Concerning the Tribes

BY Herschel Smith
2 years, 3 months ago

Marc Lynch and Nibras Kazimi are in a bit of a tiff – I suppose – over some extremely detailed and nuanced views concerning the replacement for the now deceased sheikh Abdul Sattar Abu Reesha, his brother Ahmed Abu Reesha, now leader of the so-called “awakening” in Anbar.  I won’t dive into Marc’s discussion, and I recommend that both articles be studied by the reader.  I am fond of Kazimi’s analyses and believe him to be a smart and savvy Iraq analyst.  But there is one issue I want briefly to tackle that keeps coming up in articles, discussion threads here and elsewhere, comments here and elsewhere, and verbal debates.  It is the issue of the tribes.

Kazimi clearly is jealous for the idea that the tribes must be considered ad hoc societal building blocks, and are a throwback to medieval times.  In this most recent article he says concerning Ahmed Reesha that his:

… primary point was that the tribes were not a substitute for the state, rather their goal in the Awakening Council was to fortify the institutions of the state. The tribal role aims to nominate young men for the Iraqi Army and the security services, much like a pillar of civil society augmenting the performance of the state. But rather than dwell on military bluster and how they managed to fight Al-Qaeda in Anbar Province, Sheikh Abu Risha was more interested in talking about economics: he wanted the state’s help in creating jobs, in re-invigorating the province’s industries and in re-building what had been destroyed.

This echoes his earlier observation that “Sunnis should be encouraged to throw in their lot with the New Iraq, rather than falling back into the tribal identities of Iraq’s past.”  Kazimi has taken issue with the Multinational Force handling of the tribes, saying that the planning:

 … gives tribes too much authority over the individual, and apparently uses outlandish claims from tribal leaders themselves keen on promoting their own importance. It is one thing to be proud of one’s tribe—I take pride in being a Nakha’i—but it’s a whole different matter to take orders from one’s nominal tribal sheikh. These social structures have been fraying under the myriad forces of sedentarization, urbanization, nation states, sectarianism, land reform and dictatorship to the point where tribal sheikhs are now rendered a quaint, “savage” aristocracy that the men in power—now wearing Western suits—would tolerate and do small favors for.

This is not too dissimilar from the rebuttal of my position of strong advocacy of payment to the “concerned citizens,” including tribal leaders, for community security.  The charge is made that this approach will ultimately lead to the arming of the Sunnis to engage in civil war once U.S. forces begin to stand down in earnest.  I have responded in brief to this, saying:

The argument makes no sense to me that goes thusly: “Since our strategy cannot assure national success and is therefore imperfect, we should not pursue it.” Under this argument, no strategy could ever be pursued under any circumstances. We live in an imperfect world, so our COIN strategy will be imperfect.

Or another way of saying it would be this. Before we had indigenous Sunnis allied with foreigners, all fighting ISF and the U.S. Now we have the foreigners having been essentially defeated, with the Sunnis providing their own security and allied with the U.S. I cannot see any circumstances where we would want to return to the former conditions in lieu of the latter.

The U.S. hasn’t ‘armed’ the Sunnis so that they can now be a destabilizing force for the nation-state any more than they were previously. They were armed before, they are now. They were a destabilizing force to the nation-state before, they are less so now.

### SET TASK 1
According to the post on the tribes, who replaced the deceased sheikh Abdul Sattar Abu Reesha?

Entries from a pointing dataset:
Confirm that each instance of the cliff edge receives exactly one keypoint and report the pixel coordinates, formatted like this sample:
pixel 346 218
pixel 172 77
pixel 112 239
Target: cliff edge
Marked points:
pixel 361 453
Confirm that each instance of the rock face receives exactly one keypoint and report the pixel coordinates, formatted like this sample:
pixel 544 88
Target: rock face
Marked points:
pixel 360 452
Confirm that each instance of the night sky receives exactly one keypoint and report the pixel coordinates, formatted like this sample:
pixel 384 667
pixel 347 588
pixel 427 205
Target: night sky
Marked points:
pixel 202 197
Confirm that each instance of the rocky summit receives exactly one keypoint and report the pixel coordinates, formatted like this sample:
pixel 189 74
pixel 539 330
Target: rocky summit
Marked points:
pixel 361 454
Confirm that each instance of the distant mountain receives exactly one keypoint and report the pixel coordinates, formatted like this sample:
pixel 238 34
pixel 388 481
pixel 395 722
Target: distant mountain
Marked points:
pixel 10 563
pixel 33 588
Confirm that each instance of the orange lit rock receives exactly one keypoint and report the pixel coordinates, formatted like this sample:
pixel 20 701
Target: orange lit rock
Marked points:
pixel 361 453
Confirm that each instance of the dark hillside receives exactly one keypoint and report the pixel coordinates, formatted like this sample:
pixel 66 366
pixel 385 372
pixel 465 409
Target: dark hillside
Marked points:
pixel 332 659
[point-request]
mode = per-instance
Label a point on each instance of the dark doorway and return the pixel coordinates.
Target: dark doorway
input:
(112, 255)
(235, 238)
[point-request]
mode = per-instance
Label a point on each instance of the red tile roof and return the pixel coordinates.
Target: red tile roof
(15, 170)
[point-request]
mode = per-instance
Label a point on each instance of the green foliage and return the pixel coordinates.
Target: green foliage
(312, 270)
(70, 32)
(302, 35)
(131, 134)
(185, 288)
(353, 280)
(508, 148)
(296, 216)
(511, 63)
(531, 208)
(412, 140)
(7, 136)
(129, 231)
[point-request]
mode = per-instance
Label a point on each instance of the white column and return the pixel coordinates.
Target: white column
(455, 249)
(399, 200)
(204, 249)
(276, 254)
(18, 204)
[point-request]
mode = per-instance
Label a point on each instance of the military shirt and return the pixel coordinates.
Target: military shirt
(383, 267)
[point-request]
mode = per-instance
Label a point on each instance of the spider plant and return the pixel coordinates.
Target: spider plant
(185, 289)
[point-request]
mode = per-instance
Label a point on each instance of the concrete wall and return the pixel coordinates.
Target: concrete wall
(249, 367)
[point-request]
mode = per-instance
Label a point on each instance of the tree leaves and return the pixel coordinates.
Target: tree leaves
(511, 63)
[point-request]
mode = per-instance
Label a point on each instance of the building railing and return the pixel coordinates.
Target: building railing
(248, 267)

### SET TASK 2
Return the lines of the listing exactly as they appear, beginning with its first line and continuing up to and including the line that contains "pixel 33 588".

### WORKED ANSWER 1
His brother, Ahmed Abu Reesha.

### WORKED ANSWER 2
Confirm that each instance of the cliff edge receives exactly one keypoint and report the pixel coordinates, formatted like this sample:
pixel 346 218
pixel 172 77
pixel 112 239
Target: cliff edge
Marked points:
pixel 361 453
Confirm that each instance of the rock face receives exactly one keypoint and report the pixel coordinates, formatted like this sample:
pixel 544 88
Target: rock face
Marked points:
pixel 360 452
Confirm that each instance of the night sky receives exactly one keypoint and report the pixel coordinates, formatted like this sample:
pixel 384 667
pixel 347 588
pixel 427 205
Target: night sky
Marked points:
pixel 202 197
Confirm that each instance of the rocky summit receives exactly one keypoint and report the pixel coordinates, formatted like this sample:
pixel 189 74
pixel 539 330
Target: rocky summit
Marked points:
pixel 361 454
Confirm that each instance of the distant mountain receives exactly one keypoint and report the pixel coordinates, formatted like this sample:
pixel 238 34
pixel 388 481
pixel 395 722
Target: distant mountain
Marked points:
pixel 10 563
pixel 33 588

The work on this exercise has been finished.